══ Texte source

Bonjour les passionnés
Ce post me fait repenser à un document écrit par un camarade de mon père.
Je l'ai déjà glissé sur un forum, mais je ne me souviens plus lequel !
ce document est un témoin d'une époque qui montre comment un général fait évoluer les bonnets de police de sa division , malheureusement pour le collectionneur, je n'ai ni un crobard ni un exemplaire !
Je vous colle le texte
Cordialement
LCD
Un atelier de couture
Ou
Bonnet de Police 14° D.I.
La 14° Division d’Infanterie qui avait été au contact tout l’hiver 1939-40 – donc en alerte permanente – sur le plateau de ROHRBACH, devant SARREGUEMINES, fut relevée le 25 avril 1940 et descendit au repos à LUNEVILLE.
Quelques jours plus tard, le général de LATTRE, commandant la Division, me convoque un matin et me tient à peu près ce langage :
« Vraiment, vous n’avez dans l’Intendance aucun sens de l’esthétique. Comment a-t-on pu choisir , pour coiffer nos militaires, ce ridicule bonnet de police ? Qui, avec ses deux pointes, s’apparente plutôt à un bonnet d’âne ! Je suis affligé de voir nos hommes affublés de cette coiffure grotesque, qui leur donne un air complètement idiot, et je souhaite, en ce qui me concerne, tout faire pour remédier à cette situation.
« Puisque nous sommes au repos pour quelque temps, vous allez me fabriquer des bonnets de police plus seyants dont vous dessinerez le modèle et dont les pointes, évidemment, seront sensiblement arrondies. Je vous donne carte blanche. Vous prendrez contact avec le 4° Bureau pour tout le détail matériel de l’opération. »

════
══ Extrait de données

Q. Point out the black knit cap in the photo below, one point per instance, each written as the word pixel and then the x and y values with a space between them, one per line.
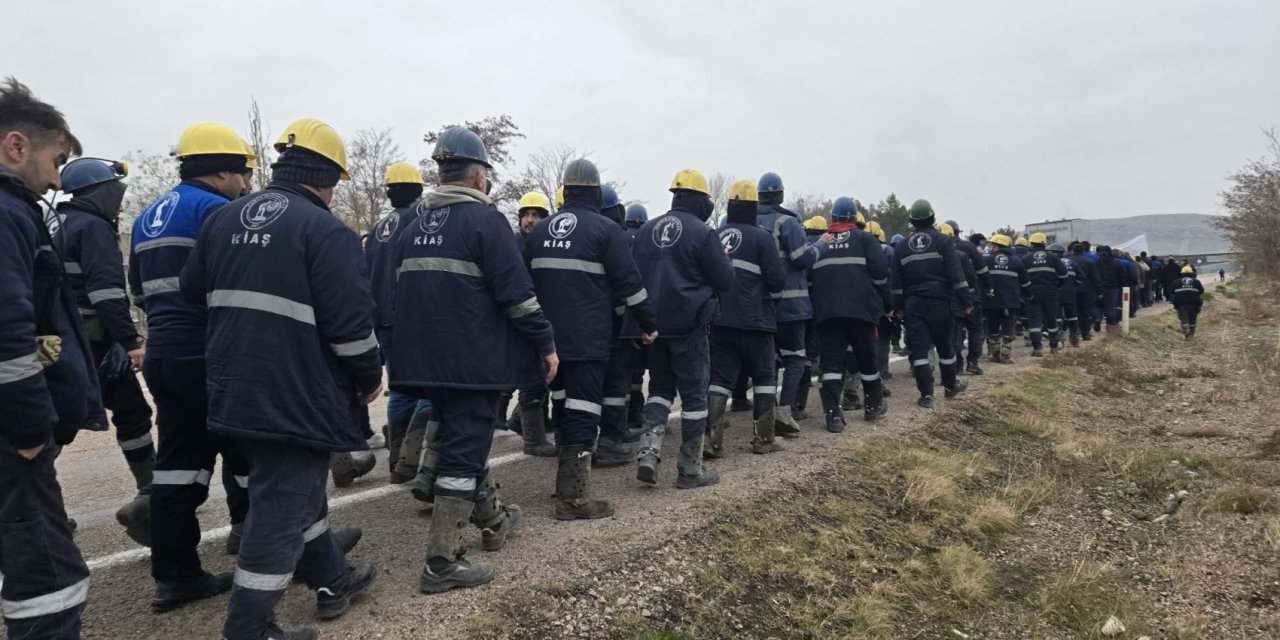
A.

════

Consignes à suivre:
1. Résumez le texte source en deux phrases.
2. Reproduisez mot pour mot le passage du texte source qui commence aux mots « La 14° Division » et s'arrête après « repos à LUNEVILLE. ».
Appuyez-vous uniquement sur le texte source.

Réponses par consigne:
1. Ce message de forum reproduit un document écrit par un camarade du père de son auteur, témoin d'une époque où un général fit évoluer les bonnets de police de sa division. Après la relève de la 14° Division d'Infanterie le 25 avril 1940 et sa descente au repos à Lunéville, le général de Lattre convoque un membre de l'Intendance, juge le bonnet de police grotesque et lui demande d'en fabriquer de plus seyants, aux pointes arrondies.

2.
La 14° Division d’Infanterie qui avait été au contact tout l’hiver 1939-40 – donc en alerte permanente – sur le plateau de ROHRBACH, devant SARREGUEMINES, fut relevée le 25 avril 1940 et descendit au repos à LUNEVILLE.